> AIM: Reproduce the part of the Legion's brief on Bill C-597 that runs from "Honourable Chairman and" up to and including "to be here.", keeping every word and mark as it appears.

> SUPPLIED TEXT:
Brief to the Standing Committee on Veterans Affairs

Apr 28, 2015

OTTAWA, ON, April 28th, 2015 – The Royal Canadian Legion was on Parliament Hill today to speak to members of the Standing Committee on Veterans Affairs about Bill C-597, An Act to Amend the Holidays Act.

Please see below for the Brief to the Standing Committee on Veterans Affairs.


 

Honourable Chairman and members of the Committee; Good morning and thank you for the invitation to The Royal Canadian Legion to appear before the committee to speak on Bill C-597, An Act to Amend the Holidays Act. On behalf of Dominion President Tom Eagles and our 300,000 members, it is our pleasure to be here.
I am Brad White, Dominion Secretary of The Royal Canadian Legion. For the last 17 years, I have been involved in every major commemorative activity that the Legion has participated in as well as being the former Director of Canada’s National Remembrance Day ceremony. Accompanying me today is Mr. William Maxwell, Senior Program Officer and Committee Secretary for the Dominion Command Poppy and Remembrance Committee.

> EXTRACTED DATA:
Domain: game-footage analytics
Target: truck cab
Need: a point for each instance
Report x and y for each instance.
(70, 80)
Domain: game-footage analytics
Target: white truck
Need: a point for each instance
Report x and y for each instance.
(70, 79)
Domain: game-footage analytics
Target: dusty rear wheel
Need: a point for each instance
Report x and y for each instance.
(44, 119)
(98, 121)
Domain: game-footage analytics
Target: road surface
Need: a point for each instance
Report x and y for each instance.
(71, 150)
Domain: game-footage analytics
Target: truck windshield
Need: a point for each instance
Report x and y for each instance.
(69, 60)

> RESULT OF THIS EXERCISE:
Honourable Chairman and members of the Committee; Good morning and thank you for the invitation to The Royal Canadian Legion to appear before the committee to speak on Bill C-597, An Act to Amend the Holidays Act. On behalf of Dominion President Tom Eagles and our 300,000 members, it is our pleasure to be here.